WHAT THIS TASK INVOLVES
Below is a block of records. Copy every line in it that contains the word "hairstyle".

•••••

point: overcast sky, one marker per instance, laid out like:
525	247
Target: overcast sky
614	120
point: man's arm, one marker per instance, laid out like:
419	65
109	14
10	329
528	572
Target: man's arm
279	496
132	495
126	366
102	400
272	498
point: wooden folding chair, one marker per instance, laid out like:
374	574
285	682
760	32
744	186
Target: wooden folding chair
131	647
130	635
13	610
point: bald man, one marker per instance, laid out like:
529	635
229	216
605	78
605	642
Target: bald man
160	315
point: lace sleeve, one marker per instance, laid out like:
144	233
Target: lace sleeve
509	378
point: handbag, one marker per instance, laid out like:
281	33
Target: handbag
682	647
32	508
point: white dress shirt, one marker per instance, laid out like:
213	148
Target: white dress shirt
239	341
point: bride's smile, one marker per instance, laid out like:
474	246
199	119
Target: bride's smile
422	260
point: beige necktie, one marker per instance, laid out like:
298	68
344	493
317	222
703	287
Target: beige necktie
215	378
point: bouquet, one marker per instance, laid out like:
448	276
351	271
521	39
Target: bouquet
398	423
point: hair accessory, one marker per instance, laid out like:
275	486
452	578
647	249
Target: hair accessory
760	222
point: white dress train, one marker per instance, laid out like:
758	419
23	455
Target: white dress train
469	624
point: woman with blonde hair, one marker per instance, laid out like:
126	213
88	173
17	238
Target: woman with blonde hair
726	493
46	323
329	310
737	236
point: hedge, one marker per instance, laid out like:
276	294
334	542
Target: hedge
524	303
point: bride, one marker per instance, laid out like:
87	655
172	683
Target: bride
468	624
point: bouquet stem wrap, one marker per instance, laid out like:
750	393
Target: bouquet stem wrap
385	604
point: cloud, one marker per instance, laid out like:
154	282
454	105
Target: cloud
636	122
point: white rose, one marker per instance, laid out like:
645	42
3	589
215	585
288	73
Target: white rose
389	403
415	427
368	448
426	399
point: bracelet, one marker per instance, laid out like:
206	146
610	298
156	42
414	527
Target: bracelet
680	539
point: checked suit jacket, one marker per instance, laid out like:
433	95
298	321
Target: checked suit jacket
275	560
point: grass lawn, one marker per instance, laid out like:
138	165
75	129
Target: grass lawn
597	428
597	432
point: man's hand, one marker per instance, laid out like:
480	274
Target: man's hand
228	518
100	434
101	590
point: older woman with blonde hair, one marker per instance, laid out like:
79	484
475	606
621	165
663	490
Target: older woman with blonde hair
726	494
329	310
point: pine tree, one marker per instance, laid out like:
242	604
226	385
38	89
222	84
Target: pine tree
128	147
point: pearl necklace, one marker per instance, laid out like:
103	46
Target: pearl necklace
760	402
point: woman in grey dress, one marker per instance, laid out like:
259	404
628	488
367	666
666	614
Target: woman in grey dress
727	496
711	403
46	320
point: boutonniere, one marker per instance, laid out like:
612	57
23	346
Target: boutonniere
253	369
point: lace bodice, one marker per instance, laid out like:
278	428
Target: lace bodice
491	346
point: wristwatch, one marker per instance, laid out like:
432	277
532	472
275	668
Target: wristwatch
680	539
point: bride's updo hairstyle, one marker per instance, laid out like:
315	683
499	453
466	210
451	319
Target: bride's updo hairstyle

•••••

YOUR RESPONSE
point: bride's updo hairstyle, one marker per instance, laid out like:
Target: bride's updo hairstyle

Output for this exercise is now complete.